> [TEXT]:
+===+

Sonic Boom Festival, No. 8
[February 2000. Originally appeared in La Folia 2:3.]
Once upon a time in New York, when I was a New Music pup — we are back in the 1970s — there were many great chamber ensembles that played “our music.” They had an amazing talent: every time some group would put out a flyer promising and incredible program, you’d find another equally amazing program by its sibling ensemble for the very same day. These usually seemed to be the first week of December or middle May, if memory serves. The strange part of it all was that these ensembles had overlapping personnel: How did the same person perform in different venues at eight o’clock on the same night? We couldn’t begin to imagine, because we had more difficult things to worry about. Which one would we go to, because you were unlikely to hear the pieces these groups played live or on recording. Once in a while, the delicious conundrum was making a decision whether to hear them live or catch the rare broadcast of the same concert over WBAI or WNYC and tape it for “eternity.”

+===+

> [COLLECTED DATA]:
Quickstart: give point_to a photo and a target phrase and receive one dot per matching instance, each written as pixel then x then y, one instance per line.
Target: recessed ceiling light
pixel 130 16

+===+

> [PROMPT]: Name every calendar month that the Sonic Boom Festival text mentions.

> [OUTPUT OF THE EXERCISE]: February, December, May